(Dataset rows showing where objects appear)
= = = =

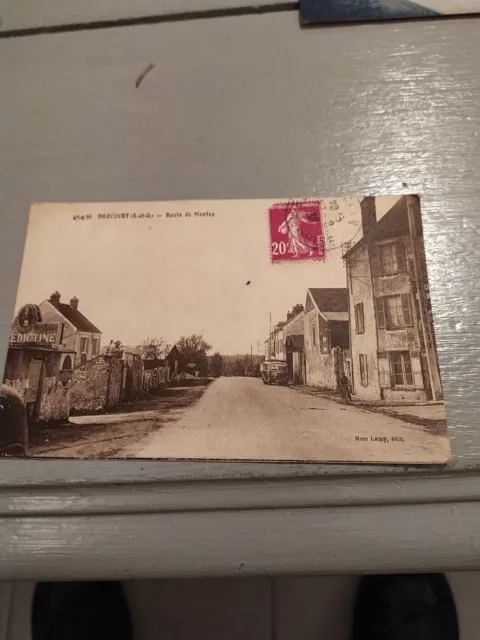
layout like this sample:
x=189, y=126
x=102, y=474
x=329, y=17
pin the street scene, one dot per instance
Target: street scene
x=318, y=346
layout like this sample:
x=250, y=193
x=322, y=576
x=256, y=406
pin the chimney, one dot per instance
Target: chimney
x=369, y=216
x=55, y=298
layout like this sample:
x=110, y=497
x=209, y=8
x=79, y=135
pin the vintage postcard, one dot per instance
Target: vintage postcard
x=317, y=11
x=273, y=330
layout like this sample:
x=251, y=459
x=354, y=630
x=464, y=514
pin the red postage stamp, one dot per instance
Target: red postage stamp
x=296, y=231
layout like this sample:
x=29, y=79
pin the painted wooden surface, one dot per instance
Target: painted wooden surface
x=244, y=107
x=18, y=15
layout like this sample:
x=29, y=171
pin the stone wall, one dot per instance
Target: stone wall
x=97, y=384
x=54, y=400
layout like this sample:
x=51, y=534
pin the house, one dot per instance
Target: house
x=275, y=344
x=326, y=336
x=293, y=333
x=80, y=335
x=392, y=336
x=38, y=367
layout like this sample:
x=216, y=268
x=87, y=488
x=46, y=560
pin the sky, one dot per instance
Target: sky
x=166, y=277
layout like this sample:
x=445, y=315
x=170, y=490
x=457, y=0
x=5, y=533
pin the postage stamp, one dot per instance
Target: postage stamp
x=296, y=231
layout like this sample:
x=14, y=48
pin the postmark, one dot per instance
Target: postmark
x=296, y=231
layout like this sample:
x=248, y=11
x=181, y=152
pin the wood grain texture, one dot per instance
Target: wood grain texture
x=294, y=541
x=237, y=108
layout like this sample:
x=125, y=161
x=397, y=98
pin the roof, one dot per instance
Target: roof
x=79, y=321
x=295, y=342
x=339, y=316
x=393, y=224
x=332, y=300
x=149, y=364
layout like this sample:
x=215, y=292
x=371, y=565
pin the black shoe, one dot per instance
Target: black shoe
x=80, y=611
x=405, y=607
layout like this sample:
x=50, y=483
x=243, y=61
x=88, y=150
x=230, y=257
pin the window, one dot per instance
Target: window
x=362, y=360
x=393, y=312
x=392, y=258
x=401, y=368
x=359, y=318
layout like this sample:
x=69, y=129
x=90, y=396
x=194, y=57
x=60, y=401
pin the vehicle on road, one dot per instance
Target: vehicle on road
x=274, y=372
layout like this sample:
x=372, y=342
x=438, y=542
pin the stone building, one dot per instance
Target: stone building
x=80, y=335
x=392, y=337
x=38, y=367
x=326, y=336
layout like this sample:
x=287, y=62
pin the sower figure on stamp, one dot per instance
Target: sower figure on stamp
x=291, y=226
x=13, y=423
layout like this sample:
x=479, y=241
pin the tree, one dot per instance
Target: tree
x=217, y=364
x=194, y=349
x=153, y=348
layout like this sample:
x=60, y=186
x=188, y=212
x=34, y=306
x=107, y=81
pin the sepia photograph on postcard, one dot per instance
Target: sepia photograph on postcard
x=256, y=330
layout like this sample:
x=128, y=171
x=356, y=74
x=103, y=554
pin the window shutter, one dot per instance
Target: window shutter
x=407, y=312
x=374, y=260
x=380, y=311
x=400, y=248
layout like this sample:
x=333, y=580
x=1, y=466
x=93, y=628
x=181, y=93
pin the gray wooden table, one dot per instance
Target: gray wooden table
x=243, y=103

= = = =

=== What you need to do ===
From the rows above, keep only the lines that contain the string "postage", and treat uppercase and lowercase letters as different.

=== Final result ===
pin the red postage stamp, one dot per instance
Target: red postage stamp
pin the postage stamp, one dot per instance
Target: postage stamp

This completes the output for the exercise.